### INSTRUCTIONS TO FOLLOW
Your job is to retype all of the data word for word, leaving every image out.

----------

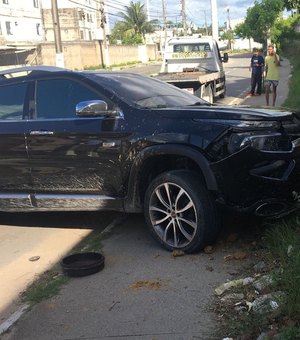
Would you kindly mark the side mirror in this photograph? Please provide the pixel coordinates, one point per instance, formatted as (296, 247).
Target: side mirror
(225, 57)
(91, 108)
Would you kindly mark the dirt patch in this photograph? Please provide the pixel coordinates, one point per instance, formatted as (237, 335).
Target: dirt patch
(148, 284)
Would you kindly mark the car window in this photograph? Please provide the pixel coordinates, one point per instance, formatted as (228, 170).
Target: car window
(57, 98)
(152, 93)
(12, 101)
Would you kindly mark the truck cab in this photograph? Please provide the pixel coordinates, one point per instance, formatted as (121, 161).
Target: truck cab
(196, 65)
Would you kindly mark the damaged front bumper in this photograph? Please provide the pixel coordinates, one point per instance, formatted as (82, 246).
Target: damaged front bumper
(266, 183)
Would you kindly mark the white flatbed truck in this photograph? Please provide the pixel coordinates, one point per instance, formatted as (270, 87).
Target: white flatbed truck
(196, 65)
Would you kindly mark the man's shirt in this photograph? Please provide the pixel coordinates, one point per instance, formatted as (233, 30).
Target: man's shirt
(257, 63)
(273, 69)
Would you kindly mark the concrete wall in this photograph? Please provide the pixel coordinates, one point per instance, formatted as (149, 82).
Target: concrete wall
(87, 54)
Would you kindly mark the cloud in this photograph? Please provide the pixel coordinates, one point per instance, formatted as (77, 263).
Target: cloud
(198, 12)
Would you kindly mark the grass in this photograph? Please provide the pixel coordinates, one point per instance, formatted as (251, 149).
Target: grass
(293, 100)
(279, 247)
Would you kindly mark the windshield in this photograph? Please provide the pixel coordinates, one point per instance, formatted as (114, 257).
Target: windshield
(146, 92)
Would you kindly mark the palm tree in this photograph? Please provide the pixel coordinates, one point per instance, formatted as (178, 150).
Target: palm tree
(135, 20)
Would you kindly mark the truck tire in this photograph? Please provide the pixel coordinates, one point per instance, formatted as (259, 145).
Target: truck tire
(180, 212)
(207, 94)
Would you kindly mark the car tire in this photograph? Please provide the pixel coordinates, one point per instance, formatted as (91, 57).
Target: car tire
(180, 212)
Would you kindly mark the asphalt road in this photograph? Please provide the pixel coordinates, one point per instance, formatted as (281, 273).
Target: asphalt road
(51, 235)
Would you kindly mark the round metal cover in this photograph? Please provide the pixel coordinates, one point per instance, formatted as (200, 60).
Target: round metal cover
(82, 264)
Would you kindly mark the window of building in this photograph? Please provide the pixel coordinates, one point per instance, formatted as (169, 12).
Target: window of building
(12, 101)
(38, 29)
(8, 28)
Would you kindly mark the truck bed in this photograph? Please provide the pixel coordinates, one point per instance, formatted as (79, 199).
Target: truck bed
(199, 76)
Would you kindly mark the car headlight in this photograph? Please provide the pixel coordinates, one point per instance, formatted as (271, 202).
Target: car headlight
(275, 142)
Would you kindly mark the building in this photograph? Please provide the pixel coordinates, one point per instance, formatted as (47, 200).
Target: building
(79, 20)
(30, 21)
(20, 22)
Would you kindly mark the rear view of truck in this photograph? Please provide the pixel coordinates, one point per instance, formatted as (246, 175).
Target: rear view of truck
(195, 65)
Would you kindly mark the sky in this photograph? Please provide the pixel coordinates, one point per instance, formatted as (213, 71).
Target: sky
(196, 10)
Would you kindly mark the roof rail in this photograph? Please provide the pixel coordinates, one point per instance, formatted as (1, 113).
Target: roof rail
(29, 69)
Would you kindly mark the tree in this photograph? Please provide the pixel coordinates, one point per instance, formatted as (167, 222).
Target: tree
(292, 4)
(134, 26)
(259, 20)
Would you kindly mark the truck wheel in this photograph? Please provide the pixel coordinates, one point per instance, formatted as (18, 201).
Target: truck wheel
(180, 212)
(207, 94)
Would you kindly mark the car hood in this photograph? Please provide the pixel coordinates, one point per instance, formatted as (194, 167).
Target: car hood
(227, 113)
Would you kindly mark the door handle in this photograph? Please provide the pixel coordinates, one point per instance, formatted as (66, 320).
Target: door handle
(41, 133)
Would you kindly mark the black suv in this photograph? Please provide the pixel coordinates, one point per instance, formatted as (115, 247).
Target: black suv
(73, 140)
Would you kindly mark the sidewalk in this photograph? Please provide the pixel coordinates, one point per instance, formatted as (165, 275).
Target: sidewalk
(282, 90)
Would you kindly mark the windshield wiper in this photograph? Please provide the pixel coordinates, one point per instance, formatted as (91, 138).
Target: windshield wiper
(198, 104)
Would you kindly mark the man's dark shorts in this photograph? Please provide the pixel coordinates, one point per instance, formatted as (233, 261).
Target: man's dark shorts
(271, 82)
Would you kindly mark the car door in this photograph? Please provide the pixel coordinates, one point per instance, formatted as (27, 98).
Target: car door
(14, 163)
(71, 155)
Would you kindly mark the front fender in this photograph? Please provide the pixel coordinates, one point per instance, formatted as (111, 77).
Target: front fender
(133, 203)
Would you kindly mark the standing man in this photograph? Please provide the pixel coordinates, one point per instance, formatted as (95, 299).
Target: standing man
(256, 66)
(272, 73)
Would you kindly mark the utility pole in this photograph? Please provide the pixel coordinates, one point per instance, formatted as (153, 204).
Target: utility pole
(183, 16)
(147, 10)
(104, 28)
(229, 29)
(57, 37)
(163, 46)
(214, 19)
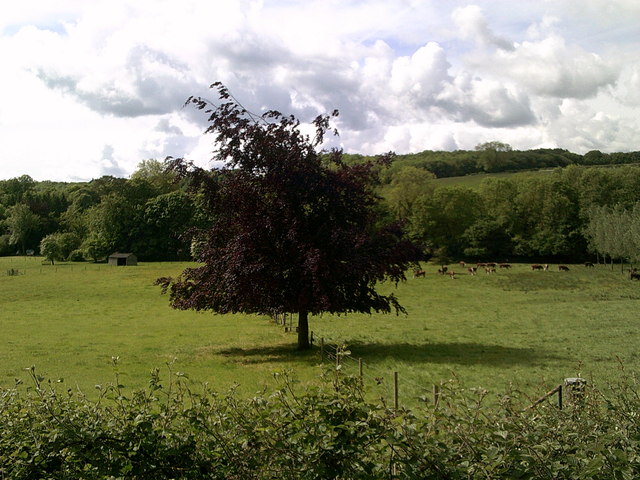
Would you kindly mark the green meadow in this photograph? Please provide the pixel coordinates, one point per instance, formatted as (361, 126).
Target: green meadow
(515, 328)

----------

### RESPONSE AREA
Would you kindly mark the side mirror in this photograph? Please provide the pixel coordinates, one point per instance, formatted as (296, 247).
Target: side mirror
(225, 57)
(91, 108)
Would you kindly mark the dirt patch in this photograph? Please provide the pixel coordinates, one point per instance, formatted as (237, 335).
Target: dirt patch
(148, 284)
Would you kindly mark the car window in this photograph? Please provide the pixel coordinates, one point per instance, formatted as (228, 170).
Target: car window
(57, 98)
(152, 93)
(12, 101)
Would you kindly mark the truck cab in this photograph? Please provide the pixel coordinates, one point per instance, formatted as (121, 161).
Target: truck cab
(196, 65)
Would you kindly mark the damaged front bumper in this photograph? Please provide the pixel coordinates, one point per instance, formatted as (82, 246).
Target: damaged front bumper
(266, 183)
Would you kindly mark the white flatbed truck in this photograph? Please provide the pixel coordinates, one point per instance, formatted as (270, 87).
Target: white flatbed truck
(196, 65)
Would you kindly mark the man's shirt in this photograph? Please provide the pixel coordinates, one point per instance, formatted as (233, 30).
Target: man's shirt
(257, 63)
(273, 69)
Would you kindly mark the concrete wall in this photograph? Please provide the pixel coordinates, one point per instance, formatted as (149, 82).
Target: concrete wall
(87, 54)
Would you kindly mark the cloud in this photograph? Please provide the pixel coordinates, one point per instance, formatted as (77, 263).
Target: cloud
(198, 12)
Would you kindly mark the grass in this photograph? Please provide the pixel coordinates, one point per instance, formatted as (251, 149).
Target: grass
(293, 100)
(279, 247)
Would you kindly mark the windshield in this photograph? Please provide the pixel coordinates, one point per instance, formatted as (114, 257).
Target: windshield
(146, 92)
Would you kindly mark the palm tree in this photograph? Please provide the pixel coordinates, one point per instance, formatted as (178, 150).
Target: palm tree
(135, 20)
Would you kindly mark the truck tire in this photograph? Please provide the pixel coordinates, one point per instance, formatted as (259, 145).
Target: truck tire
(180, 212)
(207, 94)
Would you kindly mark the car tire in this photograph? Please provide the pixel coordinates, one point per instance, formatted as (91, 57).
Target: car tire
(180, 212)
Would you kindly mark the asphalt road in this photograph? Please provide the pixel coordinates, one point per instance, formatted as (281, 273).
Target: asphalt road
(51, 235)
Would you kindly mark the round metal cover in this photograph? Please provide the pixel coordinates, one point per instance, formatted as (200, 60).
Target: round metal cover
(82, 264)
Would you kindly mark the window of building in this photograph? Please provide the pixel coordinates, one point per instance, formatted as (169, 12).
Target: window of building
(12, 101)
(38, 29)
(8, 28)
Would you kindly mark the truck bed in this photograph? Please provide the pixel coordinates, one point per instance, formatted as (79, 199).
Target: truck bed
(199, 76)
Would you kindly mark the car headlight in this photograph? Please provide the pixel coordinates, one point per instance, formatted as (271, 202).
Target: car headlight
(275, 142)
Would you kindly mark the building in this photograph? Please provide the pixel coordinates, one point per instance, formatted as (47, 200).
Target: building
(79, 20)
(30, 21)
(20, 22)
Would you kindly mark the rear view of truck in this photograph? Please provide the pixel coordinates, one point per instance, formatted as (246, 175).
Target: rear view of truck
(195, 65)
Would you kindly mark the sky in this photograph? Please provide the pixel coordinates, one point per instance, formatted as (213, 71).
Target: sky
(196, 10)
Would you kindly mark the roof rail in this photograph? Please provide the pixel coordinates, one point per instance, formatted as (1, 113).
Target: roof rail
(29, 69)
Would you kindly mark the tree in this photograph? Please provide the pixel coordinates, one point per instance, formatted as (167, 222).
Target: tree
(292, 4)
(134, 26)
(259, 20)
Would you kindly mark the truck wheel in this photograph? Please provide the pixel coordinates, one point per instance, formatted as (18, 201).
Target: truck wheel
(180, 212)
(207, 94)
Would you kindly mark the car hood in this photograph? Please provide the pixel coordinates, one point per instance, formatted as (194, 167).
Target: car hood
(227, 113)
Would you kindly mark the door handle in this photograph? Please provide the pixel coordinates, one point per instance, formatted as (66, 320).
Target: door handle
(41, 133)
Would you kindly mark the black suv in this photograph? Please provide the pixel coordinates, one point per instance, formatted as (115, 247).
Target: black suv
(73, 140)
Would you kindly mark the sidewalk in this photograph? Please provide the pixel coordinates, one point per instance, formatted as (165, 275).
Target: sidewalk
(282, 90)
Would you kindly mark the windshield wiper in this photograph? Please provide the pixel coordinates, one point per instance, formatted as (91, 138).
Target: windshield wiper
(198, 104)
Would you kindly mark the man's dark shorts in this photograph? Please provide the pixel coordinates, one point per instance, formatted as (233, 261).
Target: man's dark shorts
(271, 82)
Would you kindly mark the car door in this photograph? Please provide the pixel coordinates, one point per instance, formatted as (27, 98).
Target: car door
(14, 163)
(71, 155)
Would you kindly mark the front fender in this photograph? Please provide the pixel coordinates, one point per instance, formatted as (111, 77).
Target: front fender
(133, 203)
Would you kindly mark the standing man in this photograph? Please provide the pixel coordinates, one point per instance, formatted as (95, 299).
Target: standing man
(256, 66)
(272, 73)
Would you kindly mark the utility pole in this photograph? Please provide the pixel coordinates, one point per instance, formatted as (153, 204).
Target: utility pole
(183, 16)
(147, 10)
(104, 28)
(229, 29)
(57, 37)
(163, 46)
(214, 19)
Would you kindly mark the green meadow in this photograph? Please provide the pixel coordinates, one point per instance, formatted as (361, 126).
Target: green meadow
(515, 328)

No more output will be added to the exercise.